:: THE TASK ::
Rewrite every line of the entries below, from the line containing "Guideline: for each instance of the white" through the end of the entries, leaving the instructions and their sample coordinates unchanged. Multiply each point coordinate in the answers by 0.35 and round it to a whole number, rounding halves up.
++++++
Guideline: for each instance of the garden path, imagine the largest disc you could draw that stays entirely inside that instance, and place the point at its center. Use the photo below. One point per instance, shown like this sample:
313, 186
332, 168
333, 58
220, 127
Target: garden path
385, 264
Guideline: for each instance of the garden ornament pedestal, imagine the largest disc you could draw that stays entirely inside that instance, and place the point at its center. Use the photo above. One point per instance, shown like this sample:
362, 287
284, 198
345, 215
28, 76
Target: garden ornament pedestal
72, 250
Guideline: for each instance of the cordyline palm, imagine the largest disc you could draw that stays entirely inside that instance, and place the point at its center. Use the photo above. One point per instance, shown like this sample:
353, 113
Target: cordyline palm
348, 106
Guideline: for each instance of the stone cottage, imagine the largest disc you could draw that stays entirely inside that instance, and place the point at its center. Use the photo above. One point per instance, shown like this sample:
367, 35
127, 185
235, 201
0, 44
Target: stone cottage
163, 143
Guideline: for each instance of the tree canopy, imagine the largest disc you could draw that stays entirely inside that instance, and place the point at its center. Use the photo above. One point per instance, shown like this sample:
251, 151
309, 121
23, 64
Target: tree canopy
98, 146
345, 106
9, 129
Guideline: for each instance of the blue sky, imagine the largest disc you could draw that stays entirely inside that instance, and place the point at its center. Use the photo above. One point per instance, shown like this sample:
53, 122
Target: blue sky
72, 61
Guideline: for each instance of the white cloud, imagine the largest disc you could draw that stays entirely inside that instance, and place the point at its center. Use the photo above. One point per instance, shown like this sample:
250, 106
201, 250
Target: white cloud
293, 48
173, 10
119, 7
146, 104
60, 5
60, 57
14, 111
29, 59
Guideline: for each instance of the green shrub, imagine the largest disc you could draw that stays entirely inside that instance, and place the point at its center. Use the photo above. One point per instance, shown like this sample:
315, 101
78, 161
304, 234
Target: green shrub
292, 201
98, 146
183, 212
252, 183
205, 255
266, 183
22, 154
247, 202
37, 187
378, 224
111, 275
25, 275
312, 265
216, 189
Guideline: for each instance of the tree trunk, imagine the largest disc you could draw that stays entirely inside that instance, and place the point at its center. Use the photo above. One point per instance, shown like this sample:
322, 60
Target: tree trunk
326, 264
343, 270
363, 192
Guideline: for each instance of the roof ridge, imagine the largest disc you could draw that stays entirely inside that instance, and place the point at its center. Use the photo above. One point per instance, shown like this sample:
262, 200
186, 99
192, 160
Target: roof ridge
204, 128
++++++
:: FINAL RESULT ::
Guideline: for each instance of the white cloud, imagine the largest disc you could draw that stays entirely inside that instance, and place the point at its center. Use the photo above. One point per instance, shown like this sample:
250, 106
201, 250
Target: white cloud
103, 17
61, 4
42, 2
51, 36
21, 2
21, 20
5, 39
10, 21
Guideline: for each instance of the green shrub, imagine the largest disc you could draw that stays entirely inside that instance, and place the point at its center. Use the photo above. One point per instance, shown like this sample:
315, 101
78, 161
304, 234
Target: green shrub
102, 70
34, 51
64, 74
88, 64
72, 89
93, 64
8, 54
86, 71
13, 65
132, 78
39, 96
9, 96
109, 93
76, 66
Guideline: for each instance of the tree trunk, imagine the largest disc you could draw that stays entirely inside that instance, and place the point at its center. Use the photo above. One point per instance, shown like this sample:
322, 60
Target: tree trunk
114, 92
120, 95
127, 67
Guideline: for each instance of the roof ridge, imagine the largest disc you could draw that stays entirely inside that instance, and place the point at its center. Use the photo above. One point per instance, shown like this sample:
262, 200
186, 99
192, 160
Target: roof ridge
71, 45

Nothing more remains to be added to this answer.